▶ [GIVEN DATA]
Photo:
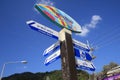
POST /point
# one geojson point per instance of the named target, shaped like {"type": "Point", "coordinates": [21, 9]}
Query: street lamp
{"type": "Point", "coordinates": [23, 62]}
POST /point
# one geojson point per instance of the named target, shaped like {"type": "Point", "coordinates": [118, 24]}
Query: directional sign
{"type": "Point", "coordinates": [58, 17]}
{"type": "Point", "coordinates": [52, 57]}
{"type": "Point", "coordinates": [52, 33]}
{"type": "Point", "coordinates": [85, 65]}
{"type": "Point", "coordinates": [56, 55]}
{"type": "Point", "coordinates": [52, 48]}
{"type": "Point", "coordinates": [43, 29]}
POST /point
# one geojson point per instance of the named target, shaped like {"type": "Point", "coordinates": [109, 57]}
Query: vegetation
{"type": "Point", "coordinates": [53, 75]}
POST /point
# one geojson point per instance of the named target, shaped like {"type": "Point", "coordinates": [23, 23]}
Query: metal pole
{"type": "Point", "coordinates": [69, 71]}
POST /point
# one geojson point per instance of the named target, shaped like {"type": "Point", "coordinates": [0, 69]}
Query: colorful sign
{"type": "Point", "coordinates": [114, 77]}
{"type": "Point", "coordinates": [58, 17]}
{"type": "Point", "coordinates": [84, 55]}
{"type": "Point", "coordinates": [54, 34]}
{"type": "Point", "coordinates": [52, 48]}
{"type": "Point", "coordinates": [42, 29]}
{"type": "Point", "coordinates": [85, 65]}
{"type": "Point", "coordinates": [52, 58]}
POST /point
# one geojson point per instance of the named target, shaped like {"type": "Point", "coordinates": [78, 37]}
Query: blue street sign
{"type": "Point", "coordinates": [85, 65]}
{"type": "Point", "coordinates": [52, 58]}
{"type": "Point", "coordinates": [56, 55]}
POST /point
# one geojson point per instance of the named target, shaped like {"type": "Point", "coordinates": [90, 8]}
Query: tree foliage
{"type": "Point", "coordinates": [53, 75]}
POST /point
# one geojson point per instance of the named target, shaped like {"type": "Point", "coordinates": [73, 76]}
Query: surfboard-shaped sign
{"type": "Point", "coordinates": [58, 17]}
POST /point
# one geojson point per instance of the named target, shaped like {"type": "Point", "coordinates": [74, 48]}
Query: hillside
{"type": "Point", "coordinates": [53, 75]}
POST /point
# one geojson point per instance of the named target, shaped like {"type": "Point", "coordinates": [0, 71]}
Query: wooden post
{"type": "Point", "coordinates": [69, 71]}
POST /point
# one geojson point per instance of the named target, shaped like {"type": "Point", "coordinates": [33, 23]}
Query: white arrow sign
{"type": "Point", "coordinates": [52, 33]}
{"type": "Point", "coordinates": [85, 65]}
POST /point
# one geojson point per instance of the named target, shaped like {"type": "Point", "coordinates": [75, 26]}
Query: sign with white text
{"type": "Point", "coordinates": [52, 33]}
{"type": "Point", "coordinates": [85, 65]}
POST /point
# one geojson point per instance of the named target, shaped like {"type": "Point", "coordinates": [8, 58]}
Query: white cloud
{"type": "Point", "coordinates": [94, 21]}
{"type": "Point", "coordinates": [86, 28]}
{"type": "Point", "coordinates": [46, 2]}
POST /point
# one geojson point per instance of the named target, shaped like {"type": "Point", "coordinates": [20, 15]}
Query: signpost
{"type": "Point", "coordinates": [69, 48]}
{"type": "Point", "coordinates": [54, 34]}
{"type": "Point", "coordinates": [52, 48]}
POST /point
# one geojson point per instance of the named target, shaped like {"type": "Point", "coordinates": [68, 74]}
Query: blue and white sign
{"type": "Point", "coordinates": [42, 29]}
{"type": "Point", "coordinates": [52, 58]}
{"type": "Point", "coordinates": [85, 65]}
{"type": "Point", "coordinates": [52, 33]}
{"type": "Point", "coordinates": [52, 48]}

▶ [WHAT TO WORK ON] Reproduce the listing word for word and omit its pictures.

▶ [RESPONSE TO THIS EXERCISE]
Photo:
POST /point
# one geojson point per instance of the named target, shaped like {"type": "Point", "coordinates": [21, 9]}
Query: street lamp
{"type": "Point", "coordinates": [23, 62]}
POST /point
# one geojson point per instance of the named target, shaped like {"type": "Point", "coordinates": [118, 24]}
Query: directional sign
{"type": "Point", "coordinates": [58, 17]}
{"type": "Point", "coordinates": [52, 57]}
{"type": "Point", "coordinates": [52, 33]}
{"type": "Point", "coordinates": [85, 65]}
{"type": "Point", "coordinates": [56, 55]}
{"type": "Point", "coordinates": [52, 48]}
{"type": "Point", "coordinates": [43, 29]}
POST /point
# one geojson point per instance of the named target, shaped like {"type": "Point", "coordinates": [109, 57]}
Query: vegetation
{"type": "Point", "coordinates": [53, 75]}
POST /point
# one geojson point per instance of the named target, shaped like {"type": "Point", "coordinates": [23, 23]}
Query: metal pole
{"type": "Point", "coordinates": [69, 71]}
POST /point
# one geojson point per instance of the named target, shaped like {"type": "Point", "coordinates": [0, 69]}
Query: colorful sign
{"type": "Point", "coordinates": [114, 77]}
{"type": "Point", "coordinates": [58, 17]}
{"type": "Point", "coordinates": [84, 55]}
{"type": "Point", "coordinates": [54, 34]}
{"type": "Point", "coordinates": [52, 48]}
{"type": "Point", "coordinates": [42, 29]}
{"type": "Point", "coordinates": [85, 65]}
{"type": "Point", "coordinates": [52, 58]}
POST /point
# one geojson point per instance of the named target, shaped like {"type": "Point", "coordinates": [78, 37]}
Query: blue street sign
{"type": "Point", "coordinates": [85, 65]}
{"type": "Point", "coordinates": [52, 58]}
{"type": "Point", "coordinates": [56, 55]}
POST /point
# one geojson point per instance of the named target, shaped like {"type": "Point", "coordinates": [90, 8]}
Query: tree foliage
{"type": "Point", "coordinates": [53, 75]}
POST /point
# one geojson point per instance of the named target, shaped like {"type": "Point", "coordinates": [73, 76]}
Query: surfboard-shaped sign
{"type": "Point", "coordinates": [58, 17]}
POST /point
# one geojson point per instance of the named target, shaped like {"type": "Point", "coordinates": [74, 48]}
Query: hillside
{"type": "Point", "coordinates": [53, 75]}
POST /point
# one geojson point per instance of the named target, shaped like {"type": "Point", "coordinates": [0, 71]}
Query: wooden post
{"type": "Point", "coordinates": [69, 71]}
POST /point
# one geojson point per instance of the named target, shaped like {"type": "Point", "coordinates": [33, 23]}
Query: white arrow sign
{"type": "Point", "coordinates": [52, 33]}
{"type": "Point", "coordinates": [85, 65]}
POST /point
# one geojson point per instance of the named target, shaped like {"type": "Point", "coordinates": [75, 26]}
Query: sign with white text
{"type": "Point", "coordinates": [52, 33]}
{"type": "Point", "coordinates": [85, 65]}
POST /point
# one geojson point per instance of the named target, shaped like {"type": "Point", "coordinates": [8, 58]}
Query: white cloud
{"type": "Point", "coordinates": [94, 21]}
{"type": "Point", "coordinates": [86, 28]}
{"type": "Point", "coordinates": [46, 2]}
POST /point
# one geojson point per instance of the named target, shaped like {"type": "Point", "coordinates": [20, 15]}
Query: signpost
{"type": "Point", "coordinates": [69, 48]}
{"type": "Point", "coordinates": [54, 34]}
{"type": "Point", "coordinates": [52, 48]}
POST /point
# one geojson point per instance of the named target, shaped like {"type": "Point", "coordinates": [68, 74]}
Query: blue and white sign
{"type": "Point", "coordinates": [42, 29]}
{"type": "Point", "coordinates": [52, 58]}
{"type": "Point", "coordinates": [85, 65]}
{"type": "Point", "coordinates": [52, 33]}
{"type": "Point", "coordinates": [52, 48]}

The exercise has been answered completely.